= Description of the task =
All entries must be transcribed without a single difference.

= Records from a data collection =
━━━━━━━━

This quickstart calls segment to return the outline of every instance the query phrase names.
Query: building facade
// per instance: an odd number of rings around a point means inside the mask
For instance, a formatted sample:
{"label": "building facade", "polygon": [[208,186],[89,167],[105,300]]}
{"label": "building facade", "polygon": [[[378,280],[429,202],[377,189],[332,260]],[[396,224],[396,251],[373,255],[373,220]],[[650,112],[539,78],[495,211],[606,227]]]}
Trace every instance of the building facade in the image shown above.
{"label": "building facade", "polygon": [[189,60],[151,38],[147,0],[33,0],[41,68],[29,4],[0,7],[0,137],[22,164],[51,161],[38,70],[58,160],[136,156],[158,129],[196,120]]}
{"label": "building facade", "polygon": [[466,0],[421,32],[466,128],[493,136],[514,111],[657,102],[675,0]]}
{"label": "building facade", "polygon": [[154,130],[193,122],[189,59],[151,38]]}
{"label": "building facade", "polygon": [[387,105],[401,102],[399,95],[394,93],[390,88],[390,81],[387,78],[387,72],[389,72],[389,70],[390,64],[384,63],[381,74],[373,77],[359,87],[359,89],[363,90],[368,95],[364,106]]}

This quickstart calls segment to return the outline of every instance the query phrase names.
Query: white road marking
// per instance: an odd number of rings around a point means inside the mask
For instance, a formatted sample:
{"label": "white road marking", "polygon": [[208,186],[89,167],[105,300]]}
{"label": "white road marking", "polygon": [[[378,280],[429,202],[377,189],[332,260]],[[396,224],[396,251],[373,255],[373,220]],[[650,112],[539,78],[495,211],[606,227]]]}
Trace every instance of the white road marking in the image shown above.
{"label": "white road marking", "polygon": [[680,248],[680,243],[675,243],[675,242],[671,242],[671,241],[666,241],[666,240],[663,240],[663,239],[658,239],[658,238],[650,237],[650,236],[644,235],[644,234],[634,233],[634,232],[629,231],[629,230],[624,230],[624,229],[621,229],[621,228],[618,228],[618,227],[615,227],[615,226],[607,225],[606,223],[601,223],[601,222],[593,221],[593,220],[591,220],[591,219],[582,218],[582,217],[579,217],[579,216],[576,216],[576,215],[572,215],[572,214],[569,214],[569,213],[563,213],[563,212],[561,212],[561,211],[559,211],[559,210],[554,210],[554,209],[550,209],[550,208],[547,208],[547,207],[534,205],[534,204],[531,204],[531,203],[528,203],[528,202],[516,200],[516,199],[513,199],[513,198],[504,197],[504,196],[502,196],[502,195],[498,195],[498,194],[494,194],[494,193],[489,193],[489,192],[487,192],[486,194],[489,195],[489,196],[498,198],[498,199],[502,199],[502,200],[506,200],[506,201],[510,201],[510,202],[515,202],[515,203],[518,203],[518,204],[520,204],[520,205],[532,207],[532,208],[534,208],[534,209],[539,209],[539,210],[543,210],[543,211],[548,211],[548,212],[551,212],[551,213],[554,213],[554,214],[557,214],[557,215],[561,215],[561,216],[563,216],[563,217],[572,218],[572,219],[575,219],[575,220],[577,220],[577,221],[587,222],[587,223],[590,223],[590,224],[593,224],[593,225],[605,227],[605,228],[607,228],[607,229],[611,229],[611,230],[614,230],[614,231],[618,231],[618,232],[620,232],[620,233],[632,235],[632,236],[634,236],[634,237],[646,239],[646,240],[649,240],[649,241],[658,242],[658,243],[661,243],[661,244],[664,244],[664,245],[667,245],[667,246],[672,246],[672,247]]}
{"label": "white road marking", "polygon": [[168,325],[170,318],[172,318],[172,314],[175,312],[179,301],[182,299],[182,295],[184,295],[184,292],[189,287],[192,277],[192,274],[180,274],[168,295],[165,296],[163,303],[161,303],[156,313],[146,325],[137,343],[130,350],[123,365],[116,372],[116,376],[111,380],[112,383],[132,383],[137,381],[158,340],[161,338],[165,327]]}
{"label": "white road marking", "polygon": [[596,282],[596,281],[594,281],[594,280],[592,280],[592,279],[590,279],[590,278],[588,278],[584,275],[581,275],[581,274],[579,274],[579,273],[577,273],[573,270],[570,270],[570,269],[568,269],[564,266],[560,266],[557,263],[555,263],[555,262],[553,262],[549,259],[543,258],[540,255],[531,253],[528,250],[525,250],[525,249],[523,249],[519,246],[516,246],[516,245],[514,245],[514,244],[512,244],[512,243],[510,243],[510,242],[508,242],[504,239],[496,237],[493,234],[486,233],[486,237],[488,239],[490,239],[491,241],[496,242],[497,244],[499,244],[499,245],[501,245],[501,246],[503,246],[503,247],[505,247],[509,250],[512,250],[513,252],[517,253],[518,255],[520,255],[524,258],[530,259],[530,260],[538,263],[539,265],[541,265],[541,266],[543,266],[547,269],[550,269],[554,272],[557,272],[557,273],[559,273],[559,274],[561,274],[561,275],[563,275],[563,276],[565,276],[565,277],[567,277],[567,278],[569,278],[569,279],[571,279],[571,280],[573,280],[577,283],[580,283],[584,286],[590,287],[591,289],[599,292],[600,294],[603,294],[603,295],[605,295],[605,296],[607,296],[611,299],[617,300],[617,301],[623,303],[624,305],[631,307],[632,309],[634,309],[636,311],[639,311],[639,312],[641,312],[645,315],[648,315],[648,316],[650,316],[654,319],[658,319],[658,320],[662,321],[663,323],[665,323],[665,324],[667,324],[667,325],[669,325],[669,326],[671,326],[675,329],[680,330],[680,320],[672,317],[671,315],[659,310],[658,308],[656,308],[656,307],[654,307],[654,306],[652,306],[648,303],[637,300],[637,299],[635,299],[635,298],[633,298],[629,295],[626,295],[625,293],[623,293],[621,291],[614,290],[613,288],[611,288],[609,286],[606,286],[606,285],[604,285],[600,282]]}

━━━━━━━━

= Output for this task =
This quickstart calls segment to return the outline of every instance the query phrase names.
Query: building facade
// per instance: an odd number of rings around a point means inside the mask
For instance, a formatted sample:
{"label": "building facade", "polygon": [[208,186],[89,167],[105,300]]}
{"label": "building facade", "polygon": [[[378,280],[429,202],[377,189],[332,260]],[[396,224],[396,251],[373,255],[373,220]],[[650,112],[539,78],[495,211],[606,227]]]}
Trace every instance of the building facade in the image shown above.
{"label": "building facade", "polygon": [[189,60],[151,38],[147,0],[33,0],[41,68],[29,4],[0,7],[0,137],[22,164],[51,161],[38,70],[58,160],[136,156],[158,129],[196,120]]}
{"label": "building facade", "polygon": [[466,0],[421,32],[466,128],[493,136],[514,111],[657,102],[675,0]]}
{"label": "building facade", "polygon": [[154,130],[193,122],[189,59],[151,38]]}
{"label": "building facade", "polygon": [[387,105],[401,102],[399,95],[394,93],[390,88],[390,81],[387,78],[387,72],[389,72],[389,70],[390,64],[384,63],[381,74],[373,77],[359,87],[359,89],[363,90],[368,95],[364,106]]}

This quickstart calls segment to return the outline of every instance the query phrase names.
Query: white road marking
// per instance: an odd number of rings around a point means inside the mask
For instance, a formatted sample:
{"label": "white road marking", "polygon": [[208,186],[89,167],[105,300]]}
{"label": "white road marking", "polygon": [[[378,280],[429,202],[377,189],[332,260]],[[396,224],[396,251],[373,255],[373,220]],[[650,112],[539,78],[495,211],[606,227]]]}
Trace every instance of the white road marking in the image shown above.
{"label": "white road marking", "polygon": [[680,248],[680,243],[675,243],[675,242],[671,242],[671,241],[666,241],[666,240],[663,240],[663,239],[658,239],[658,238],[650,237],[650,236],[644,235],[644,234],[634,233],[634,232],[629,231],[629,230],[624,230],[624,229],[621,229],[621,228],[618,228],[618,227],[615,227],[615,226],[607,225],[606,223],[601,223],[601,222],[593,221],[593,220],[591,220],[591,219],[582,218],[582,217],[579,217],[579,216],[576,216],[576,215],[572,215],[572,214],[569,214],[569,213],[563,213],[563,212],[561,212],[561,211],[559,211],[559,210],[554,210],[554,209],[550,209],[550,208],[547,208],[547,207],[534,205],[534,204],[531,204],[531,203],[528,203],[528,202],[516,200],[516,199],[513,199],[513,198],[504,197],[504,196],[502,196],[502,195],[498,195],[498,194],[494,194],[494,193],[489,193],[489,192],[487,192],[486,194],[489,195],[489,196],[498,198],[498,199],[502,199],[502,200],[506,200],[506,201],[510,201],[510,202],[515,202],[515,203],[518,203],[518,204],[520,204],[520,205],[532,207],[532,208],[534,208],[534,209],[539,209],[539,210],[543,210],[543,211],[548,211],[548,212],[551,212],[551,213],[554,213],[554,214],[557,214],[557,215],[561,215],[561,216],[563,216],[563,217],[572,218],[572,219],[575,219],[575,220],[577,220],[577,221],[587,222],[587,223],[590,223],[590,224],[593,224],[593,225],[605,227],[605,228],[607,228],[607,229],[611,229],[611,230],[614,230],[614,231],[618,231],[618,232],[620,232],[620,233],[632,235],[632,236],[634,236],[634,237],[646,239],[646,240],[649,240],[649,241],[658,242],[658,243],[661,243],[661,244],[664,244],[664,245],[667,245],[667,246],[672,246],[672,247]]}
{"label": "white road marking", "polygon": [[168,325],[170,318],[172,318],[172,314],[175,312],[179,301],[182,299],[182,295],[184,295],[184,292],[189,287],[192,277],[192,274],[180,274],[168,295],[165,296],[163,303],[161,303],[156,313],[146,325],[137,343],[130,350],[123,365],[116,372],[116,376],[111,380],[112,383],[132,383],[137,381],[158,340],[161,338],[165,327]]}
{"label": "white road marking", "polygon": [[596,282],[596,281],[594,281],[594,280],[592,280],[592,279],[590,279],[590,278],[588,278],[584,275],[581,275],[581,274],[579,274],[579,273],[577,273],[573,270],[570,270],[570,269],[568,269],[564,266],[560,266],[557,263],[555,263],[555,262],[553,262],[549,259],[543,258],[540,255],[531,253],[528,250],[525,250],[525,249],[523,249],[519,246],[516,246],[516,245],[514,245],[514,244],[512,244],[512,243],[510,243],[510,242],[508,242],[504,239],[496,237],[493,234],[486,233],[486,237],[488,239],[490,239],[491,241],[496,242],[497,244],[499,244],[499,245],[501,245],[501,246],[503,246],[503,247],[505,247],[509,250],[512,250],[513,252],[517,253],[518,255],[520,255],[524,258],[530,259],[530,260],[538,263],[539,265],[541,265],[541,266],[543,266],[547,269],[550,269],[554,272],[557,272],[557,273],[559,273],[559,274],[561,274],[561,275],[563,275],[563,276],[565,276],[565,277],[567,277],[567,278],[569,278],[569,279],[571,279],[571,280],[573,280],[577,283],[580,283],[584,286],[590,287],[591,289],[599,292],[600,294],[603,294],[603,295],[605,295],[605,296],[607,296],[611,299],[617,300],[617,301],[623,303],[624,305],[631,307],[632,309],[634,309],[636,311],[639,311],[639,312],[641,312],[645,315],[648,315],[648,316],[650,316],[654,319],[658,319],[658,320],[662,321],[663,323],[665,323],[665,324],[667,324],[667,325],[669,325],[669,326],[671,326],[675,329],[680,330],[680,320],[672,317],[671,315],[659,310],[658,308],[656,308],[656,307],[654,307],[654,306],[652,306],[648,303],[637,300],[637,299],[635,299],[635,298],[633,298],[629,295],[626,295],[625,293],[623,293],[621,291],[614,290],[613,288],[611,288],[609,286],[606,286],[606,285],[604,285],[600,282]]}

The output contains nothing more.